Permit me next, respectfully, to examine with what propriety it can be alleged, that escapes of this description are so far against the policy of the statute, as to render the construction of the court below proper and necessary. As it has truly been remarked, “this statute was passed for humane purposes;” it was among the first concessions which were made by that inflexible spirit, which has hitherto maintained its hold on society, authorizing imprisonment for debt. Coeval with the authority of imprisonment for debt have been the exertions of men of intelligence, of reflection, and philanthropy, to mitigate its rigor; of men who viewed it as a practice fundamentally wrong, a practice, which forces their fellow-creatures from society, from their friends and their agonized families, into the dreary walls of a prison; which compels them to leave all those fascinating endearments, to become an inmate with vermin; which confines them within the same walls that contain the midnight incendiary and the ruthless assassin; not for crimes which theyhave committed; not for frauds which they have practised on the credulous and unwary; (for such distinctions are not made;) but for the misfortune of being poor; of being unable to satisfy the all-digesting stomach of some ravenous creditor; of men who looked upon the practice as confounding virtue and vice, and destroying the distinction between guilt and innocence, which should unceasingly be cherished in every well regulated government.
Although not completely successful, they have in part succeeded, and the act under discussion was intended as an amelioration of the rigor of imprisonment for debt. How, then, I ask, ought such an act to be construed? Rigorously, or liberally? What is its policy? It is, say the supreme court, humanity. How, then, should it be construed? Why, liberally and humanely. What was the old law, the mischief and the remedy? By the old law, a person imprisoned for debt was confined to the damp walls of the prison: that imprisonment was the mischief intended to be remedied by the statute; and the remedy to be afforded was an enlargement of the prisoner, and confining him to the liberties instead of the walls of the prison. It is our duty to construe the act so as to remove the mischief and promote the remedy; and, in my humble opinion, the construction I contend against would not effect either.
The act professes to give a portion of liberty to the unfortunate debtor; but by the construction set up, the legislature are made to exact a price for it which very few indeed could pay. These objects of legislative favour are generally poor; and, by consequently, too often friendless. The exacted rigor of the confinement to the limits is such as requires the utmost prudence and temperance to comply with. It compels the prisoner not only to be proof against surprise, but to subdue every feeling of humanity; a rigor which maintains its force, whether the prisoner is forced from the limits, to save the life of a fellow-creature, which he sees in imminent danger, or to extinguish the flames which threaten to consume the property, and endanger the lives, of his fellow-citizens; which admits of no excuse but the ignorance of that which the prisoner, above every other thing, ought to know, viz. the extent of the limits.
Should this rule ever become the established law of the land, how many will be able to get bail? What prudent man will become bail? If such can be supposed to have been the intention of the legislature, every man’s observation must satisfy him, that the number who could partake of this legislative favor would be few indeed.
Again, imprisonment for debt must originally have been intended to force the able but perverse debtor to pay his debt; but, under the doctrine contended for, imprisonment carries no terrors to him; he gives his bond, derides the sheriff, who, it is said, has no right to stop him, laughs at his creditor, postpones his payment, and reassumes his liberty.

**Jobs**.
**A)** Repeat the part of the passage on imprisonment for debt from "Should this rule" to "be few indeed.".
**B)** In the passage on imprisonment for debt, what remedy was the statute meant to provide for the person imprisoned for debt?
The items that come next are separate material, unrelated to the passage on imprisonment for debt.

**Supplied entries**.
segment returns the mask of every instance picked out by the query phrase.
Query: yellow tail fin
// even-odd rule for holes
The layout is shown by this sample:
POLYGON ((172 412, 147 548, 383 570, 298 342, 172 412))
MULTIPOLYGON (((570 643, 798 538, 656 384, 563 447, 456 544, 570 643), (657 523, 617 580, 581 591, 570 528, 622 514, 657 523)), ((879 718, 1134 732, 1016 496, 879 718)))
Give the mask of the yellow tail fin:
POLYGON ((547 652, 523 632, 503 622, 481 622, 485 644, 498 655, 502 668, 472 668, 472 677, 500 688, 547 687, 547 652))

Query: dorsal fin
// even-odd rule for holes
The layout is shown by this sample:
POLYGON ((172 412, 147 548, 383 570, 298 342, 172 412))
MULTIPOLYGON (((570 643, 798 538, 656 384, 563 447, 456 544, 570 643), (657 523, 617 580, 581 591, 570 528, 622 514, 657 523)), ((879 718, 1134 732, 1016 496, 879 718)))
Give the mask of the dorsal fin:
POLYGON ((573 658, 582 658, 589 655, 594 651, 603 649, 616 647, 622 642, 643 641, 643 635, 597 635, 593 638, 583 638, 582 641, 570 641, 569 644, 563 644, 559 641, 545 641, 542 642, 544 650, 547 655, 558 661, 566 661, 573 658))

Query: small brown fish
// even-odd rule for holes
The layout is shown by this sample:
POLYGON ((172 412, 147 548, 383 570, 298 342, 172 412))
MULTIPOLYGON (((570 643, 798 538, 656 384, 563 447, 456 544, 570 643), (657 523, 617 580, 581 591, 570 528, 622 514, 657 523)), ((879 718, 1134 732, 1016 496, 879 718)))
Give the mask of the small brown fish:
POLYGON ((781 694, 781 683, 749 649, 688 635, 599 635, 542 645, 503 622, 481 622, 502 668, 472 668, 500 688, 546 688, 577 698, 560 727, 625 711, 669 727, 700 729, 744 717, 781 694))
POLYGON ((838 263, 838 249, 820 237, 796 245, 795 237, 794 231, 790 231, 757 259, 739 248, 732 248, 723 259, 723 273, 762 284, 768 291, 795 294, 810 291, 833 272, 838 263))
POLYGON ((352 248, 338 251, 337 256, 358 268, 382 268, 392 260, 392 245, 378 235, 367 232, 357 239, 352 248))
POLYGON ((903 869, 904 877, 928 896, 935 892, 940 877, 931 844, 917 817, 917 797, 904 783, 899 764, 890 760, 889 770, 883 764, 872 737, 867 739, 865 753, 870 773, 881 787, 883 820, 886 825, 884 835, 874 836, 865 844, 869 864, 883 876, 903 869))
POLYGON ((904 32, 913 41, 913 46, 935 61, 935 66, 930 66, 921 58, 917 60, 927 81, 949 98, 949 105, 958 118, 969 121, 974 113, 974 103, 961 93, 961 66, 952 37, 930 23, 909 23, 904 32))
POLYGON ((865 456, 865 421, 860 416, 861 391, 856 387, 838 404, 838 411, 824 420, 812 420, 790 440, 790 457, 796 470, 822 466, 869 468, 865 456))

**Outputs**.
**A)**
Should this rule ever become the established law of the land, how many will be able to get bail? What prudent man will become bail? If such can be supposed to have been the intention of the legislature, every man’s observation must satisfy him, that the number who could partake of this legislative favor would be few indeed.

**B)** The remedy was an enlargement of the prisoner, confining him to the liberties instead of the walls of the prison.